Copy out the review, everything from "Once Upon a Time in Northern Ireland, available" down to "1969 and 1998.", changing "programme" to "show" wherever it occurs.

>> Start Page

Once Upon a Time in Northern Ireland, photo BBC
Once Upon a Time in Northern Ireland, photo BBC

‘Harrowing and moving insights into decades-long troubles’

Niall Mulholland, Newham and East London Socialist Party

Once Upon a Time in Northern Ireland, available on BBC iPlayer, is one of the outstanding documentaries on the conflict in Northern Ireland that is euphemistically known as the ‘Troubles’. Rather than an overarching narrative, the programme has in-depth interviews with former paramilitaries, from both republican and loyalist backgrounds, former personnel from the Royal Ulster Constabulary (RUC), the British Army, and its local regiment, the Ulster Defence Regiment, as well as with relatives of those who were killed during the conflict.

The five-part series, directed by James Bluemel, as a follow-up to his 2020 series Once Upon a Time in Iraq, uses footage rarely seen on British television. At times harrowing and moving, particularly for those who lived through it in the North, the series gives a real sense of the decades of turmoil and violence between 1969 and 1998.

The first episode begins with an interview with Billy McVeigh, the “Best rioter in Derry”, who describes how he was brought up in one of three Catholic families sharing a three-bedroom house in Derry city. A woman describes how her family endured similar conditions in the Protestant Waterside area of the city.

>> End Page
>> Start Data rows

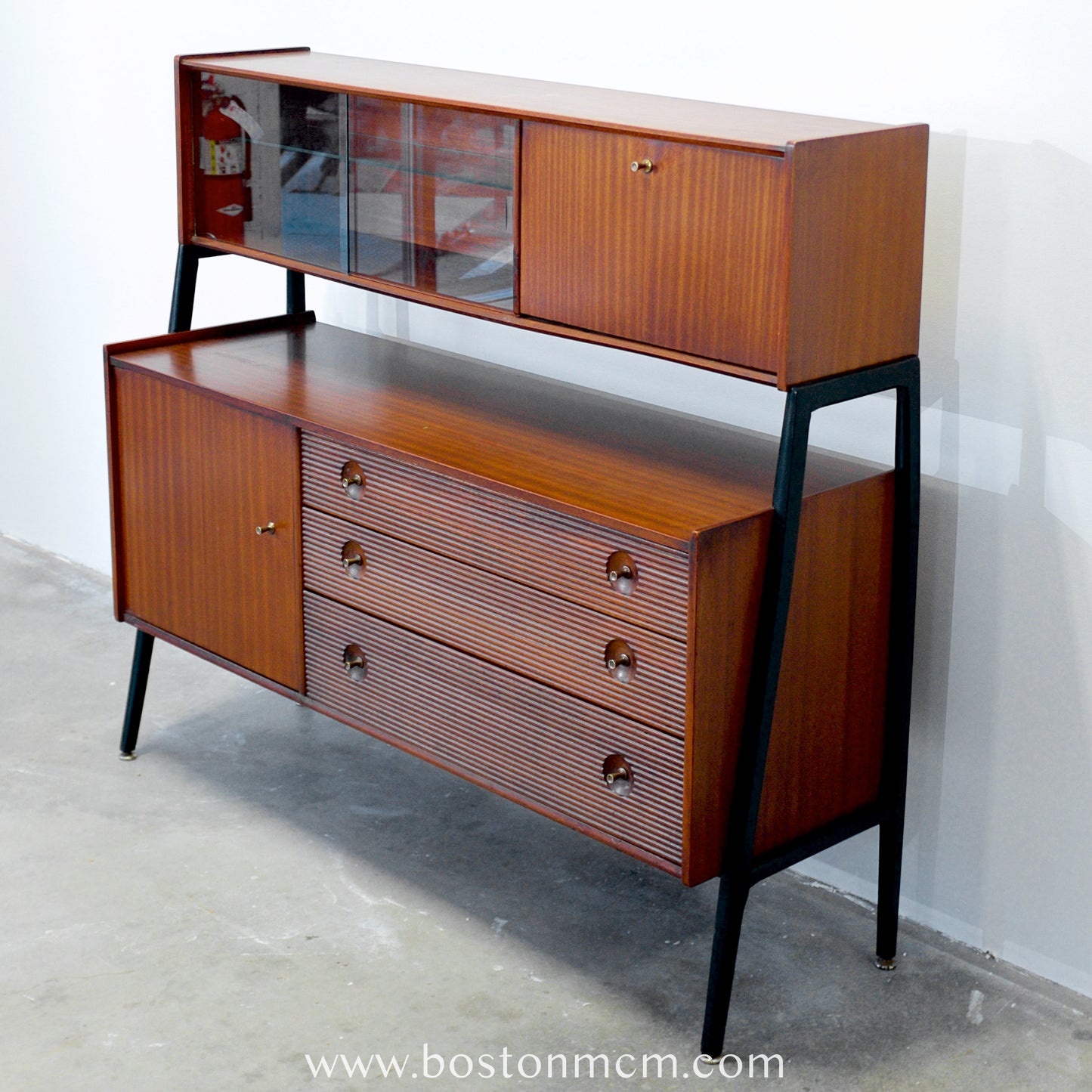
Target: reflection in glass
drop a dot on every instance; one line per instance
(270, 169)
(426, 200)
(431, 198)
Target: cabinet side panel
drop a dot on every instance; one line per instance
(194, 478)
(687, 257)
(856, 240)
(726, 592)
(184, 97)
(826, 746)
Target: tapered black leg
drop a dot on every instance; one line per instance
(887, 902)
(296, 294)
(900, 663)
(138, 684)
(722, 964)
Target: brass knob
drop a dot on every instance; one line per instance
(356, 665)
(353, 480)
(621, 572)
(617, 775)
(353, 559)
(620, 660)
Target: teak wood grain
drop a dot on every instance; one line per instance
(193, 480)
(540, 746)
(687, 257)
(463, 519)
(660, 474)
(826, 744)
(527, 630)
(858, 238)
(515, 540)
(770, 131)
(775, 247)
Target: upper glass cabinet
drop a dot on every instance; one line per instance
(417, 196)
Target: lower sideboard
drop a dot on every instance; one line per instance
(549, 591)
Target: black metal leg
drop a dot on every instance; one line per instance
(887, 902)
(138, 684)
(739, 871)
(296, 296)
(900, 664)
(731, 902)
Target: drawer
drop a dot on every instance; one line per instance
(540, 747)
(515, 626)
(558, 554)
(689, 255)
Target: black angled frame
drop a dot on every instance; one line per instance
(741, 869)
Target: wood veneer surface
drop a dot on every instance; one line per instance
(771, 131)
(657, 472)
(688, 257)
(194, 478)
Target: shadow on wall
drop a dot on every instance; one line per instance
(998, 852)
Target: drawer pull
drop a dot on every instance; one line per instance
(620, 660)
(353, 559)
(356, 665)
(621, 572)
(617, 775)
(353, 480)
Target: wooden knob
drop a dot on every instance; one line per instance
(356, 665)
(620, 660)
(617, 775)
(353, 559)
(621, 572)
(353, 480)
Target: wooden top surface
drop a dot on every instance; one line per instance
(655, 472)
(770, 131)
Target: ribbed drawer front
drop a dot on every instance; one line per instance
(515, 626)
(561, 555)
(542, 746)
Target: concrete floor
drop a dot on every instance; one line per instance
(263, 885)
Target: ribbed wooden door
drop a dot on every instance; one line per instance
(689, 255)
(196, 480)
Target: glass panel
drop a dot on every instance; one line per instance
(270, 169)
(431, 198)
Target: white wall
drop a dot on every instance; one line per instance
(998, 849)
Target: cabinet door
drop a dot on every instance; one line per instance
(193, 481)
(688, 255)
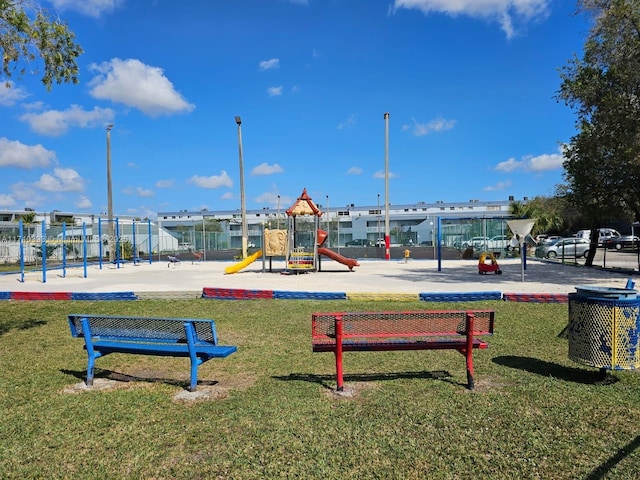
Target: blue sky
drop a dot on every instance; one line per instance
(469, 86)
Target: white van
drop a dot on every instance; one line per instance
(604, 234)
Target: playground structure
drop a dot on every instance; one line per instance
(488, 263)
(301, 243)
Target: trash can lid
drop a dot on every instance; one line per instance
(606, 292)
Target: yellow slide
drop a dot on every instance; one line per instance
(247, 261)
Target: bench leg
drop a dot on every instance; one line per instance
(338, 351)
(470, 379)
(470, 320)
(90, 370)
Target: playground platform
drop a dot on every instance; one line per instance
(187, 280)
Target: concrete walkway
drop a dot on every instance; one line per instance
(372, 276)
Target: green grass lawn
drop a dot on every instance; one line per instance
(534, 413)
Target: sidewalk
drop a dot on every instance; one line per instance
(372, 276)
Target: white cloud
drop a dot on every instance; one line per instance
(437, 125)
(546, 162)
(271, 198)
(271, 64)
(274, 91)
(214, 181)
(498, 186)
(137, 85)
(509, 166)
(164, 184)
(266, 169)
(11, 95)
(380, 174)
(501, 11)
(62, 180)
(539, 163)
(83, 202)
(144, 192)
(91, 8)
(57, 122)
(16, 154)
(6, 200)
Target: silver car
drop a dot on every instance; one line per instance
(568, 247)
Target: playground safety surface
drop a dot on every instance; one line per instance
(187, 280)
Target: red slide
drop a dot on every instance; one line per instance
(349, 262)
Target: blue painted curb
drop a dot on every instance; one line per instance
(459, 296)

>> End Data rows

• [Full response]:
Once Upon a Time in Northern Ireland, available on BBC iPlayer, is one of the outstanding documentaries on the conflict in Northern Ireland that is euphemistically known as the ‘Troubles’. Rather than an overarching narrative, the show has in-depth interviews with former paramilitaries, from both republican and loyalist backgrounds, former personnel from the Royal Ulster Constabulary (RUC), the British Army, and its local regiment, the Ulster Defence Regiment, as well as with relatives of those who were killed during the conflict.

The five-part series, directed by James Bluemel, as a follow-up to his 2020 series Once Upon a Time in Iraq, uses footage rarely seen on British television. At times harrowing and moving, particularly for those who lived through it in the North, the series gives a real sense of the decades of turmoil and violence between 1969 and 1998.